Task objective:
Report every line of the listing below that contains the word "wing", copying each such line in full. Count only matches with the same capitalization.

[START]

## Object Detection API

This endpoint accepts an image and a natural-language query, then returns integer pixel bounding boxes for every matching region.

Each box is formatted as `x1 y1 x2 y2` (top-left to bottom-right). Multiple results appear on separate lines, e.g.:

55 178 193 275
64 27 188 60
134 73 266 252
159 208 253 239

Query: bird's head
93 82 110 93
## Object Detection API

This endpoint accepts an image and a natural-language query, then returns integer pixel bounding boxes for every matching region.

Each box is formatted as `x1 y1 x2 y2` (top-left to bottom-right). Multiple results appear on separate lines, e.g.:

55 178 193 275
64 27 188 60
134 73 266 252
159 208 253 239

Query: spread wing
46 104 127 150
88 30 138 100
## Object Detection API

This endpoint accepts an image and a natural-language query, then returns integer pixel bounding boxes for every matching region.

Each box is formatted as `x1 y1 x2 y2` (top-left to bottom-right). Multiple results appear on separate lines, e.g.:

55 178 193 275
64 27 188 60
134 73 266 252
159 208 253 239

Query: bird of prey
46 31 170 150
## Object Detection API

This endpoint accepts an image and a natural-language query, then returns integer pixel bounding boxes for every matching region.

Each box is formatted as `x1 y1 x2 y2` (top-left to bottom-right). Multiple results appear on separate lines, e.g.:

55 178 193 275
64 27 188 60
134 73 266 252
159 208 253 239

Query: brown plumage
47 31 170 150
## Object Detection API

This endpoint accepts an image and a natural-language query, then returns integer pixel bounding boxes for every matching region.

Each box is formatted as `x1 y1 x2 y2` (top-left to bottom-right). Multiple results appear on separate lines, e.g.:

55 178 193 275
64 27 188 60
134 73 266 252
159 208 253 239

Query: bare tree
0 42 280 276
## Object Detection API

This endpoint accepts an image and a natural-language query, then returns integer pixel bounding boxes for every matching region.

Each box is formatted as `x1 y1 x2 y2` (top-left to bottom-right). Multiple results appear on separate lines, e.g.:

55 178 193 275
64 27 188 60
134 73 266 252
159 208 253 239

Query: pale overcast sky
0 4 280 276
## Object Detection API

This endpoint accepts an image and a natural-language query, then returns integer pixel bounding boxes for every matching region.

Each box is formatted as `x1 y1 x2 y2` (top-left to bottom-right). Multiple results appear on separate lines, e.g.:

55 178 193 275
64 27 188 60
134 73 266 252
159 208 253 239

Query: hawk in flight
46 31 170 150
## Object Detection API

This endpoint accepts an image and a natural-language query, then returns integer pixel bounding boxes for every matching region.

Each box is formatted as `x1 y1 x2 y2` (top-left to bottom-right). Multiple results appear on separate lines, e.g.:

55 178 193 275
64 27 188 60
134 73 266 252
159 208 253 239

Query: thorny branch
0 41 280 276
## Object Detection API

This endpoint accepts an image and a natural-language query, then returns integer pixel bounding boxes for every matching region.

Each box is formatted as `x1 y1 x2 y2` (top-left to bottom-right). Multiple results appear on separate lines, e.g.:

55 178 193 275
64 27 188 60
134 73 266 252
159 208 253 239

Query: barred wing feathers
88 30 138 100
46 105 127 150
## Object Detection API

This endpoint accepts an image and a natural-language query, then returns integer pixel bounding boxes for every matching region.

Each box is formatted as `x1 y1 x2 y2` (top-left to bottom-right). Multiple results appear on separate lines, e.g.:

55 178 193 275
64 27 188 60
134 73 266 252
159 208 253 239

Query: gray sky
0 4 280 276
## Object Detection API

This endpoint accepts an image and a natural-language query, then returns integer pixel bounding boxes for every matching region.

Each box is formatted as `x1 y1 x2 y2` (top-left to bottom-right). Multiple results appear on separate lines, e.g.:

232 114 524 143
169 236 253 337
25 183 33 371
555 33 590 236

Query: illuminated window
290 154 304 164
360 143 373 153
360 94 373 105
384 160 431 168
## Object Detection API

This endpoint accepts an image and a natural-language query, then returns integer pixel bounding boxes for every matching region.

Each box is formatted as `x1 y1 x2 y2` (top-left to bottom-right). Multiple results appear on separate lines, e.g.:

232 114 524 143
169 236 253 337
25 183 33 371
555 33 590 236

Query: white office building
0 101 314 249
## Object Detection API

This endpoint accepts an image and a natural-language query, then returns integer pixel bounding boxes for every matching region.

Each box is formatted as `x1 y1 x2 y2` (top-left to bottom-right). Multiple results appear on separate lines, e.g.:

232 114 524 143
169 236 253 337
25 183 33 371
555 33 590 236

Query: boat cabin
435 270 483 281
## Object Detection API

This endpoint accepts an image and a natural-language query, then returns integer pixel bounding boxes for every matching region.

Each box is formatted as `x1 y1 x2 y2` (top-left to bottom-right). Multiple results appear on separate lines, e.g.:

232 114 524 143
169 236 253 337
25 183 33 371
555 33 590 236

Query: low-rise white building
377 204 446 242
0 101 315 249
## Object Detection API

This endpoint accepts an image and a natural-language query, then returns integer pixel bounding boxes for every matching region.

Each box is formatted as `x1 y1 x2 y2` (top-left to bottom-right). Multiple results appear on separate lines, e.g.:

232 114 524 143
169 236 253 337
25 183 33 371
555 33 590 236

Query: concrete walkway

[END]

Completed exercise:
Query: spread wing
Query: barred wing feathers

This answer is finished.